> _Task instructions_:
Working from the line that contains "point: fig skin" down to the last line below, repeat each line exactly.
++++++++
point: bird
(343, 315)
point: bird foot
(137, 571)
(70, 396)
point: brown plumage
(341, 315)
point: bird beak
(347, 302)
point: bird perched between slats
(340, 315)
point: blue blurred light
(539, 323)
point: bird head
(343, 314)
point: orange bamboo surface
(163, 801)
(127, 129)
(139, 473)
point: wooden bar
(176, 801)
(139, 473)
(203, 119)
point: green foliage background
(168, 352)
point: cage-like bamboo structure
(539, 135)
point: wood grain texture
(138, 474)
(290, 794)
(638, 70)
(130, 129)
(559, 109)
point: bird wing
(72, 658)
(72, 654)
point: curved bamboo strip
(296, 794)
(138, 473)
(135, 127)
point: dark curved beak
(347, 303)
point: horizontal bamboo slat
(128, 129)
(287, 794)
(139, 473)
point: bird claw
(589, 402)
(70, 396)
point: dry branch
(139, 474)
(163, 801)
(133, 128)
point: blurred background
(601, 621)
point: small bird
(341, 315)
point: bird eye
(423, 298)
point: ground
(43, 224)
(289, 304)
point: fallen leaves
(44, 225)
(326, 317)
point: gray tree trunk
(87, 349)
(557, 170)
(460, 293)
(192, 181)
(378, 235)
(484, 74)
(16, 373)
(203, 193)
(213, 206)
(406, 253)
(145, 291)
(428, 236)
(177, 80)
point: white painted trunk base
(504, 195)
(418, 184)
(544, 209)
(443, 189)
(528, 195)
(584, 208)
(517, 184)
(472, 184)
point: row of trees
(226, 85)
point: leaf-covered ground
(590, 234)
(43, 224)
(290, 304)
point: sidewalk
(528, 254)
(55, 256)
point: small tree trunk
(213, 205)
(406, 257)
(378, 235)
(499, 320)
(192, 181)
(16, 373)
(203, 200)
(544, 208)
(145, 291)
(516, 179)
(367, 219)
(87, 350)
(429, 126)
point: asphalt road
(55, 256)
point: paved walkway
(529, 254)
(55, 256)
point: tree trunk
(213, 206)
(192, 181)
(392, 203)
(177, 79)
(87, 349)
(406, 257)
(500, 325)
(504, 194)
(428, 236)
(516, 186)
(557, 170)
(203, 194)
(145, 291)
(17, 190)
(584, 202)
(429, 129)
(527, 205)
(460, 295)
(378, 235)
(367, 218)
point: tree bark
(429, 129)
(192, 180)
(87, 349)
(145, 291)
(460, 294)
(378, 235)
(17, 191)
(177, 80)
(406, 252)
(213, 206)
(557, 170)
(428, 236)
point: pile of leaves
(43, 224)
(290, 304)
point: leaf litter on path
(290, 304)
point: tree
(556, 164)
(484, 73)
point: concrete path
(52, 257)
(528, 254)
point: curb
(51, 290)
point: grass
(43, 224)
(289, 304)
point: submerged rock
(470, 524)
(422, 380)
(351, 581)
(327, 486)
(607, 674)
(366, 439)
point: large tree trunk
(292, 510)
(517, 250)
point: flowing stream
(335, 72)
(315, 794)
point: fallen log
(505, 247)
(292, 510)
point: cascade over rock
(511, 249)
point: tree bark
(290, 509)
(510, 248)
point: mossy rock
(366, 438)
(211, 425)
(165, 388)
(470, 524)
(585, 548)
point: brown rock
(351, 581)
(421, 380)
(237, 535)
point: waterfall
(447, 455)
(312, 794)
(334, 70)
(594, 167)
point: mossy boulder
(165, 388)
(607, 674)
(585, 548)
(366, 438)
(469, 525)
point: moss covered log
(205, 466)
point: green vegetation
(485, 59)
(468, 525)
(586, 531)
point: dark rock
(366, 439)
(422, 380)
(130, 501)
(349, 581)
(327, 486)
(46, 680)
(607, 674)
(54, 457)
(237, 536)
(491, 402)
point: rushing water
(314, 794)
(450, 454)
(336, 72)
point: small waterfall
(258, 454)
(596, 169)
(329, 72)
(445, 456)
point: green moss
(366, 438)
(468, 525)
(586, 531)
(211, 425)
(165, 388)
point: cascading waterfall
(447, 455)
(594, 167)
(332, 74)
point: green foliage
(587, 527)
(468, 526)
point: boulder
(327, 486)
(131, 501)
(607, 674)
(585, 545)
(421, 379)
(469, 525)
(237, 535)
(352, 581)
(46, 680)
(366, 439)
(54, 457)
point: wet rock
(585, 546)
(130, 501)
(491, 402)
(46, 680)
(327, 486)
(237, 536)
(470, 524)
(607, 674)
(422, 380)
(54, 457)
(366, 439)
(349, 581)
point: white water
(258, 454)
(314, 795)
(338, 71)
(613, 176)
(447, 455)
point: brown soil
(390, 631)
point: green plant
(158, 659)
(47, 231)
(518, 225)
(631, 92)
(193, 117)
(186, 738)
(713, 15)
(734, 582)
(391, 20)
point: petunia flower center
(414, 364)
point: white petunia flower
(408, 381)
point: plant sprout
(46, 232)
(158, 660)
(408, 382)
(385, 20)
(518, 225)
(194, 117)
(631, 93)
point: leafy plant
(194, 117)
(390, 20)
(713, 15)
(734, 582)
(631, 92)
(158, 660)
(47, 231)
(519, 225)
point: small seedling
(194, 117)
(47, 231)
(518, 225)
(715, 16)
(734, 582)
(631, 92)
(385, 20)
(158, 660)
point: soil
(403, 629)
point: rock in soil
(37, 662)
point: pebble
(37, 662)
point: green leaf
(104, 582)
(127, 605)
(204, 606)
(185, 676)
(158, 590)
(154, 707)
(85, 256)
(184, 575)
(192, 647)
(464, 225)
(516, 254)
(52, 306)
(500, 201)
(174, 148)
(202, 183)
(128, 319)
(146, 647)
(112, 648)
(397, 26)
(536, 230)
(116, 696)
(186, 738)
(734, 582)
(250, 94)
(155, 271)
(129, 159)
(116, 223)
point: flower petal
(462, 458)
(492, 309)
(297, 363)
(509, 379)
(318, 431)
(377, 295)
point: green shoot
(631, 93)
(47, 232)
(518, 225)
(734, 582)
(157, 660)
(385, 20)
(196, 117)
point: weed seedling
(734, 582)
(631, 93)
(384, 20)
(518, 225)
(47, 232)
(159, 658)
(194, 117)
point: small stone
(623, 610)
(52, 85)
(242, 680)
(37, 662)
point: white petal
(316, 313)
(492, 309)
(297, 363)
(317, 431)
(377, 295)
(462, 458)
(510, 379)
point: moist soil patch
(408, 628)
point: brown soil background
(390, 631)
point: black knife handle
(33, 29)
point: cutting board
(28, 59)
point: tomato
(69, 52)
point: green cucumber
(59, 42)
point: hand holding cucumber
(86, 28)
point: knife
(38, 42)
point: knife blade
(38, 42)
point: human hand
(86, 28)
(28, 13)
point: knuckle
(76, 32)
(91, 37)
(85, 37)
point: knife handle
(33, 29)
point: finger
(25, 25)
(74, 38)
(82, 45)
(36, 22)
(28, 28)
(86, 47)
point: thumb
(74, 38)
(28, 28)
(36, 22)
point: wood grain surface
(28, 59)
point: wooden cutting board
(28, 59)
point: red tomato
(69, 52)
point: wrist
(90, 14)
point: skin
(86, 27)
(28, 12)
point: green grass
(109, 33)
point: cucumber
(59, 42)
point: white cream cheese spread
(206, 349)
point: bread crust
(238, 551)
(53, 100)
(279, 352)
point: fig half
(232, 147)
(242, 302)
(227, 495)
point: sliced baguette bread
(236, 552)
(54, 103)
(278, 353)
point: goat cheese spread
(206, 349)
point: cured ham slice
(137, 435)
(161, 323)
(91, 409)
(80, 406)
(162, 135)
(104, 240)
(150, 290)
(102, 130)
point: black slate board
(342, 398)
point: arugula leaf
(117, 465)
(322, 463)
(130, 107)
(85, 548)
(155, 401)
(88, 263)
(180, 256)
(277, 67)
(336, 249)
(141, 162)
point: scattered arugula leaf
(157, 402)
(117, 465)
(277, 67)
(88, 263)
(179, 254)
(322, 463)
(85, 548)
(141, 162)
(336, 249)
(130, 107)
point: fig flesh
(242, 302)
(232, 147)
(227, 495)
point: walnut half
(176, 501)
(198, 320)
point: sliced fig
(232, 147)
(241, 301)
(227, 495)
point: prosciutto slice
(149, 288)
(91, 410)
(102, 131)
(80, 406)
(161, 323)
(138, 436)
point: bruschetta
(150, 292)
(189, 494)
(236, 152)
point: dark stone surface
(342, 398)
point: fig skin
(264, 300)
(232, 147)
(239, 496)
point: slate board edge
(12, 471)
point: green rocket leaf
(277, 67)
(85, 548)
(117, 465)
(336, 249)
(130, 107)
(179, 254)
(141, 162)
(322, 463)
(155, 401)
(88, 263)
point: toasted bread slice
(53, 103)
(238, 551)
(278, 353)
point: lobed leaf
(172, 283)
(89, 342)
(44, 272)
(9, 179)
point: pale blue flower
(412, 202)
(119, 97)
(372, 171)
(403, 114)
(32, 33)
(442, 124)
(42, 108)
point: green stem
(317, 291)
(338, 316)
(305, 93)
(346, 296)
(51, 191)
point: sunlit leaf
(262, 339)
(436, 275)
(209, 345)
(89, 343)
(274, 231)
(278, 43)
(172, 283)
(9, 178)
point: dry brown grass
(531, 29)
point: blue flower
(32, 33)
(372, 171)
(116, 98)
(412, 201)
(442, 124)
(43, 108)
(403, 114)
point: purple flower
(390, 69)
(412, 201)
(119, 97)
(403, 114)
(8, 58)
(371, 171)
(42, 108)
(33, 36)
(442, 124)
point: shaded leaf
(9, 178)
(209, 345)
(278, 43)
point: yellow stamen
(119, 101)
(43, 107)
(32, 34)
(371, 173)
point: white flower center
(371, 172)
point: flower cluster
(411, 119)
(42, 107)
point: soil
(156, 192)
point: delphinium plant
++++++++
> _Task result_:
point: fig skin
(264, 300)
(232, 147)
(239, 496)
point: slate board edge
(12, 471)
point: green rocket leaf
(277, 67)
(85, 548)
(117, 465)
(336, 249)
(130, 107)
(179, 254)
(141, 162)
(322, 463)
(155, 401)
(88, 263)
point: toasted bread slice
(53, 103)
(238, 551)
(278, 353)
point: lobed leaf
(172, 283)
(89, 342)
(44, 272)
(9, 179)
point: pale blue flower
(412, 202)
(119, 97)
(372, 171)
(403, 114)
(32, 33)
(442, 124)
(42, 108)
point: green stem
(317, 291)
(338, 316)
(305, 93)
(346, 296)
(51, 191)
point: sunlit leaf
(262, 339)
(436, 275)
(209, 345)
(89, 343)
(274, 231)
(278, 43)
(172, 283)
(9, 178)
point: dry brown grass
(531, 29)
point: blue flower
(32, 33)
(372, 171)
(116, 98)
(412, 201)
(442, 124)
(43, 108)
(403, 114)
point: purple flower
(390, 69)
(412, 201)
(119, 97)
(403, 114)
(8, 58)
(371, 171)
(42, 108)
(33, 36)
(442, 124)
point: shaded leaf
(9, 178)
(209, 345)
(278, 43)
point: yellow stamen
(119, 101)
(43, 107)
(32, 34)
(371, 173)
point: white flower center
(371, 172)
point: flower cluster
(411, 119)
(42, 107)
point: soil
(156, 192)
point: delphinium plant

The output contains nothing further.